Problem to work on:
Carry on the excerpt about profiling game performance from the point where it stops.

Excerpt:
---------------

In addition to using platform-specific profiling tools, establish tiers or a lowest-spec device for each platform and tier of quality you wish to support, then profile and optimize performance for each of these specifications.

As an example, if you’re targeting mobile platforms, you might decide to support three tiers with quality controls that toggle features on or off based on the target hardware. You then optimize for the lowest device specification in each tier. As another example, if you’re developing a game for consoles make sure you profile on both older and newer versions.

Our latest mobile optimization guide has many tips and tricks that will help you reduce thermal throttling and increase battery life for mobile devices running your games.

Reduce memory access operations — Arm’s Streamline Performance Analyzer includes a wealth of performance counter information that can be captured during live profiling sessions on target Arm hardware. This is great for identifying performance issues such as memory bandwidth saturation that result from overdraw.

From high- to low-level profiling

When profiling, you want to ensure you focus your time and effort on areas where you can create the biggest impact. Thus it's recommended to start with a top-to-bottom approach when profiling, meaning you begin with a high-level overview of categories such as rendering, scripts, physics, and garbage collection (GC) allocations. Once you’ve identified areas of concern you can drill down into the deeper details. Use this high-level pass to collect data and take notes on the most critical performance issues, including scenarios that cause unwanted managed allocations or excessive CPU usage in your core game loop.

You’ll need to first gather call stacks for GC.Alloc markers. If you’re unfamiliar with this process, find some tips and tricks in the section titled "Locating recurring memory allocations over application lifetime" in the e-book.

If the reported call stacks are not detailed enough to track down the source of the allocations or other slowdowns, you can perform a second profiling session with Deep Profiling enabled in order to find the source of the allocations. We cover deep profiling in more detail in the e-book but in summary, it’s a mode in the Profiler that captures detailed performance data for every function call, providing granular insights into execution times and behaviors, but with significantly higher overhead compared to standard profiling.

When collecting notes on the frame time “offenders,” be sure to note how they compare relative to the rest of the frame. This relative impact can be distorted when deep profiling is enabled, because deep profiling adds significant overhead by instrumenting every method call.

Profile early

While you should always profile throughout the entire development cycle of your project, the most significant gains from profiling are made when you start in the early phases.

Profile early and often so you and your team understand and memorize a “performance signature” for the project you can use to benchmark against. If performance takes a nosedive, you’ll be able to easily spot when things go wrong and fix the issue.

While profiling in the Editor gives you an easy way to identify the main issues, the most accurate profiling results always come from running and profiling builds on target devices, together with leveraging platform-specific tooling to dig into the hardware characteristics of each platform. This combination will provide you with a holistic view of application performance across all your target devices. For example, you might be GPU-bound on some mobile devices but CPU-bound on others, and you can only learn this by measuring on those devices.

---------------

Rows:
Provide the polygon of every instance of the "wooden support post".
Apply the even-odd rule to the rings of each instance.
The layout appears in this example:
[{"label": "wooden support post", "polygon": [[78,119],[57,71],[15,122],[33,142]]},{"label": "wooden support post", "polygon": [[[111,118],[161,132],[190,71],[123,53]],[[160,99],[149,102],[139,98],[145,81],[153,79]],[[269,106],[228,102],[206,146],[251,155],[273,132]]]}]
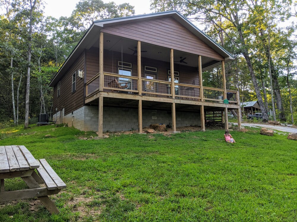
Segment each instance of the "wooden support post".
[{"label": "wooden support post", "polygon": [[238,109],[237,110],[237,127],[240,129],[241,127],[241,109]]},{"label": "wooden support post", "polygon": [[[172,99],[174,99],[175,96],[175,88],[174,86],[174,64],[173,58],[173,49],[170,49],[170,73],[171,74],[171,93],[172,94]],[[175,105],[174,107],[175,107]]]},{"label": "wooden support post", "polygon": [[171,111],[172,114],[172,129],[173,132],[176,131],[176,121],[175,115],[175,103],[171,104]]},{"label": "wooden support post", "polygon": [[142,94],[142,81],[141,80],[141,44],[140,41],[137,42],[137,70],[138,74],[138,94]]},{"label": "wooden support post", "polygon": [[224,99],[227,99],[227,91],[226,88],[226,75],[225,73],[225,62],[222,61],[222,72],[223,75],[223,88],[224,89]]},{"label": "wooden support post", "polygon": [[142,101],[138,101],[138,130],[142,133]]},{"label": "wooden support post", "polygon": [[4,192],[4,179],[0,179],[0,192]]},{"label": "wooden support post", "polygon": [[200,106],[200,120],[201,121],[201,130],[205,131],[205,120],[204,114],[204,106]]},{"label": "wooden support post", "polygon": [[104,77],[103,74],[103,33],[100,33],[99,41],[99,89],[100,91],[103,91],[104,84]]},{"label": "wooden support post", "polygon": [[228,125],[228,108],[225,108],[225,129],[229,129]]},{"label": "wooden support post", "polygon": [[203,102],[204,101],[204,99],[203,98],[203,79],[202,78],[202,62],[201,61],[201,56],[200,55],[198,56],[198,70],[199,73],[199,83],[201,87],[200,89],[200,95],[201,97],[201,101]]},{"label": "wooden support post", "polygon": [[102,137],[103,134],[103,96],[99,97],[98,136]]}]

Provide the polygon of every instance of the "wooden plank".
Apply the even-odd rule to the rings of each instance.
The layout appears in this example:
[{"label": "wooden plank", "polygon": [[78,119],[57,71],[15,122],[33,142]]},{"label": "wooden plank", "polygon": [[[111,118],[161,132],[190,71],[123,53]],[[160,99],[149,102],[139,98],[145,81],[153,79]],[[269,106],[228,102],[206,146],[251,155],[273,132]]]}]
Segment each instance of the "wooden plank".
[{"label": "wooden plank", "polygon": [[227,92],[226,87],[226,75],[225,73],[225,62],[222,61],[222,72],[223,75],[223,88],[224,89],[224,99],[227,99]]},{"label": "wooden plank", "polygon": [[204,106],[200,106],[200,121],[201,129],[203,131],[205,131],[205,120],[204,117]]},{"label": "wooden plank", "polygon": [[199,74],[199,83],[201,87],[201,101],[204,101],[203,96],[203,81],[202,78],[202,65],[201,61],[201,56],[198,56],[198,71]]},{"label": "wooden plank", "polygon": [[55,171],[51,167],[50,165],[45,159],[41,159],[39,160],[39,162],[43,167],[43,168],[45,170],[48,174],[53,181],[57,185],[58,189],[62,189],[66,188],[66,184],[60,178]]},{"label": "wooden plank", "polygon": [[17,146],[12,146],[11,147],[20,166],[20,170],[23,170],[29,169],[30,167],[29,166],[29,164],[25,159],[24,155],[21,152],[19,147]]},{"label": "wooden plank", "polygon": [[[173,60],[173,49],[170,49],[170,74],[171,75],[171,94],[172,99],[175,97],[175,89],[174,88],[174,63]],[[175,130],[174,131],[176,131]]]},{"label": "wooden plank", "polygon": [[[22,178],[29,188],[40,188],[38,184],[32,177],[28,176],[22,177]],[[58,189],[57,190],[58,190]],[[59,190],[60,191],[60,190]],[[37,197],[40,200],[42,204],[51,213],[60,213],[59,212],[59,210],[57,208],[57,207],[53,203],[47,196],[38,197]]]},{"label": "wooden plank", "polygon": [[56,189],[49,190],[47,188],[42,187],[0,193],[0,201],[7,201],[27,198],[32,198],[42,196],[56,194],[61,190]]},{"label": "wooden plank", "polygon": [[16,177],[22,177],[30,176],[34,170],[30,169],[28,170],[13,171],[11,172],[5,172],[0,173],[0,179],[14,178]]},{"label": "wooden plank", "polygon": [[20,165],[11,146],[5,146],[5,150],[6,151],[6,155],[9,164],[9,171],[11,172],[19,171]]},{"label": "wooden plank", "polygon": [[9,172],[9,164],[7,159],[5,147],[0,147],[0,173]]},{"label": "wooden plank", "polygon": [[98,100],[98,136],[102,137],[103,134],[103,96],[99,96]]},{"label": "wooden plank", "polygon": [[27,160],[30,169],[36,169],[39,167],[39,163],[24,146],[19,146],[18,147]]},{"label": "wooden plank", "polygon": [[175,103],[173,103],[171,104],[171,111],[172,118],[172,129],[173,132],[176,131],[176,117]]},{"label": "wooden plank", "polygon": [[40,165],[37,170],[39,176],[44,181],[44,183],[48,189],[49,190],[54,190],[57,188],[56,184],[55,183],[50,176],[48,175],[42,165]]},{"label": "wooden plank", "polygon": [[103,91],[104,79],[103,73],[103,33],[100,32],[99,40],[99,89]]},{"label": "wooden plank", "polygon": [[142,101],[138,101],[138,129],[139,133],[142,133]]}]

---------------

Answer to the task:
Identify performance issues

Download the printable PDF version of this chart here.

The point of profiling is to identify bottlenecks as targets for optimization. If you rely on guesswork, you can end up optimizing parts of the game that are not bottlenecks, resulting in little or no improvement to overall performance. Some “optimizations” might even worsen your game’s overall performance while other ones can be labor-intensive but yield insignificant results. The key is to optimize the impact of your focused time investment.

The flow chart above illustrates the initial profiling process with the sections following it providing detailed information on each step. They also present Profiler captures from real Unity projects to illustrate the kinds of things to look for.

To get a holistic picture of all CPU activity, including when it’s waiting for the GPU, use the Timeline view in the CPU module of the Profiler. Familiarize yourself with the common Profiler markers to interpret captures correctly. Some of the Profiler markers may appear differently depending on your target platform, so spend time exploring captures of your game on each of your target platforms to get a feel for what a “normal” capture looks like for your project.

A project’s performance is bound by the chip and/or thread that takes the longest. That’s the area on where optimization efforts should focus. For example, imagine the following scenarios for a game with a target frame time budget of 33.33 ms and VSync enabled:

If the CPU frame time (excluding VSync) is 25 ms and GPU time is 20 ms, no problem! You’re CPU-bound, but everything is within budget, and optimizing things won’t improve the frame rate (unless you get both CPU and GPU below 16.66 ms and jump up to 60 fps).
If the CPU frame time is 40 ms and GPU is 20 ms, you’re CPU-bound and will need to optimize the CPU performance. Optimizing the GPU performance won’t help; in fact, you might want to move some of the CPU work onto the GPU, for example, by using compute shaders instead of C# code where applicable, to balance things out.
If the CPU frame time is 20 ms and GPU is 40 ms, you’re GPU-bound and need to optimize the GPU work.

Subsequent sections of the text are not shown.